TASK BRIEF: Please copy out the stretch from the line containing "Please complete this annotation. The target class is scaly" through the end of the items, replacing "scaly skin" with "rough skin" and changing nothing else.

** start TASK MATERIAL **

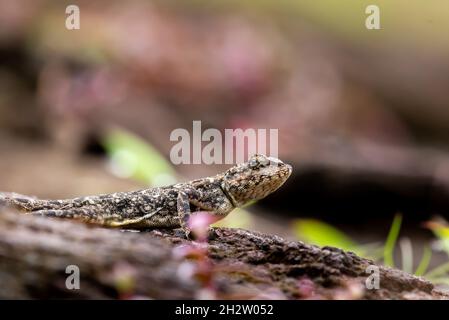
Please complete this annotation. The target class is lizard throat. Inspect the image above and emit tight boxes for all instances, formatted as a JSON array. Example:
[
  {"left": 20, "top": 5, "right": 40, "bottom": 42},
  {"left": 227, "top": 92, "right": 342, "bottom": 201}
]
[{"left": 220, "top": 182, "right": 238, "bottom": 208}]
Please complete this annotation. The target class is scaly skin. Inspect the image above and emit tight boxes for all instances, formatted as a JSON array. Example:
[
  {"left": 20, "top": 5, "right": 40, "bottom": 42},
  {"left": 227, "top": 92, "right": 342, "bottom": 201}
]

** end TASK MATERIAL **

WRITTEN ANSWER:
Please complete this annotation. The target class is rough skin. Inspect the image above and emit tight boxes for all instances, formatted as a JSON array. Example:
[
  {"left": 20, "top": 5, "right": 40, "bottom": 42},
  {"left": 227, "top": 92, "right": 342, "bottom": 201}
]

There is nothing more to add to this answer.